◆ Exercise aim: Your reply should be the following data, copied exactly.

◆ The data:
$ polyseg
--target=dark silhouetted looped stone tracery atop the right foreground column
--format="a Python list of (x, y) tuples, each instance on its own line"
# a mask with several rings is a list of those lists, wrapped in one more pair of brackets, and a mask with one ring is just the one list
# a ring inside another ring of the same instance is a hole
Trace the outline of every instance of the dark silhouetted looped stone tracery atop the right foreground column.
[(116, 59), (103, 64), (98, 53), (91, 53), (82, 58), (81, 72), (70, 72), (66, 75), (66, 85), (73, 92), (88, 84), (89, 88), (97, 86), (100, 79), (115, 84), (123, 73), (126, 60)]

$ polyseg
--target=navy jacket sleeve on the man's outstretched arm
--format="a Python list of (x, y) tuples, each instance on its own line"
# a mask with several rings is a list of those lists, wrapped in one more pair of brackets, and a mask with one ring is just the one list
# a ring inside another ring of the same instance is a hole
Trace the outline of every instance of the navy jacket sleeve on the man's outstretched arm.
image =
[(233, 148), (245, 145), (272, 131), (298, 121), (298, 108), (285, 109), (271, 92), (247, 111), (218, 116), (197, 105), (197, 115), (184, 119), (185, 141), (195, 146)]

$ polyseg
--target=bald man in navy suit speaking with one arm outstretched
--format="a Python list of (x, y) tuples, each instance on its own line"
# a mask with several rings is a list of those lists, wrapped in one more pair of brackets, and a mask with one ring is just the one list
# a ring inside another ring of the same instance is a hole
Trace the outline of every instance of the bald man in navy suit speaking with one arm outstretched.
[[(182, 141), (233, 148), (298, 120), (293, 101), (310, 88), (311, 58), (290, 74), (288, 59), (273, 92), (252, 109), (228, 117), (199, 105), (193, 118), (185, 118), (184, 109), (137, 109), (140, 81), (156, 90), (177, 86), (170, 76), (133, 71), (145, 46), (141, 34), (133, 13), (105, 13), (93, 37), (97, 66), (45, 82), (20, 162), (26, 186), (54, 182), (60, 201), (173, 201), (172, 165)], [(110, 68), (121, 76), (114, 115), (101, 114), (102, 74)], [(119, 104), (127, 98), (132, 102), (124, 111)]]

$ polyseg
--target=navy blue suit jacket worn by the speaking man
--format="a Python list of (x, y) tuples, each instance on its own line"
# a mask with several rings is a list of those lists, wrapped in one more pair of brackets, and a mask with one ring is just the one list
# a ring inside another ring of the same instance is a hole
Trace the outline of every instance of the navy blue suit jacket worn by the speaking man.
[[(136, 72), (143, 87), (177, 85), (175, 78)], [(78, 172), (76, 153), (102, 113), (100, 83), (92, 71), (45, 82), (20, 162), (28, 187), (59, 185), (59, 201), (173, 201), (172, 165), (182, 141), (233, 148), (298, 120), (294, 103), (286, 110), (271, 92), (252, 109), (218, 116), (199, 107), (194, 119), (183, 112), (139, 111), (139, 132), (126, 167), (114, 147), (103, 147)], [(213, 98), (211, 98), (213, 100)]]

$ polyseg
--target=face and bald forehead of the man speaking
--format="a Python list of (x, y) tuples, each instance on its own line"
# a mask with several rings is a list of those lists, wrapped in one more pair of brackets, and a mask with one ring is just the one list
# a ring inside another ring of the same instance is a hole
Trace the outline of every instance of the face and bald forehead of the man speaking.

◆ Result of the exercise:
$ polyseg
--target=dark silhouetted looped stone tracery atop the right foreground column
--format="a Python list of (x, y) tuples, each instance on its own line"
# a mask with several rings is a list of those lists, wrapped in one more pair of brackets, and a mask with one ring is just the one list
# a ring inside another ring of the same instance is a hole
Trace the outline of every instance of the dark silhouetted looped stone tracery atop the right foreground column.
[(116, 59), (103, 64), (98, 53), (91, 53), (82, 58), (81, 72), (70, 72), (66, 75), (66, 85), (73, 92), (88, 84), (89, 88), (97, 86), (100, 79), (115, 84), (123, 73), (126, 60)]

$ polyseg
--target=navy jacket sleeve on the man's outstretched arm
--format="a Python list of (x, y) tuples, each instance on its own line"
# a mask with several rings is a list of those lists, wrapped in one more pair of brackets, and a mask with one ring is just the one list
# a ring inside another ring of the same instance is a hole
Trace the outline of every instance of the navy jacket sleeve on the man's outstretched arm.
image =
[(233, 148), (245, 145), (272, 131), (298, 121), (298, 108), (285, 109), (271, 92), (247, 111), (218, 116), (197, 105), (197, 115), (184, 119), (185, 141), (195, 146)]

$ polyseg
--target=bald man in navy suit speaking with one arm outstretched
--format="a Python list of (x, y) tuples, each instance on its own line"
# a mask with several rings is a list of those lists, wrapped in one more pair of brackets, and a mask with one ring is just the one list
# a ring inside another ring of the same instance is a hole
Trace the outline of every instance of the bald man in navy suit speaking with one arm outstretched.
[[(182, 141), (233, 148), (298, 120), (293, 101), (310, 88), (311, 58), (290, 74), (288, 59), (273, 92), (252, 109), (228, 117), (199, 105), (193, 118), (185, 118), (184, 109), (137, 109), (140, 81), (156, 90), (177, 86), (170, 76), (133, 71), (145, 46), (141, 34), (133, 13), (105, 13), (93, 37), (97, 66), (45, 82), (20, 162), (26, 186), (54, 182), (60, 201), (173, 201), (172, 165)], [(110, 68), (121, 76), (114, 115), (101, 114), (102, 74)], [(119, 104), (127, 98), (132, 102), (124, 111)]]

$ polyseg
--target=navy blue suit jacket worn by the speaking man
--format="a Python list of (x, y) tuples, each instance on its own line"
# a mask with several rings is a list of those lists, wrapped in one more pair of brackets, and a mask with one ring is just the one list
# a ring inside another ring of the same instance is a hole
Trace the outline of every instance of the navy blue suit jacket worn by the speaking man.
[[(136, 72), (143, 87), (177, 85), (175, 78)], [(78, 172), (76, 153), (102, 113), (100, 83), (92, 71), (45, 82), (20, 162), (28, 187), (59, 185), (59, 201), (173, 201), (172, 165), (182, 141), (233, 148), (298, 120), (294, 103), (286, 110), (271, 92), (252, 109), (218, 116), (199, 107), (194, 119), (183, 112), (139, 111), (139, 132), (126, 167), (114, 147), (103, 147)], [(213, 98), (211, 98), (213, 100)]]

$ polyseg
--target=face and bald forehead of the man speaking
--format="a Python list of (x, y) tuples, each instance on its own line"
# a mask with several rings is a list of those lists, wrapped in one more pair of brackets, and a mask with one ring is just the one list
# a ring inside another ring of the same instance is a hole
Trace the outline of every instance of the face and bald forehead of the man speaking.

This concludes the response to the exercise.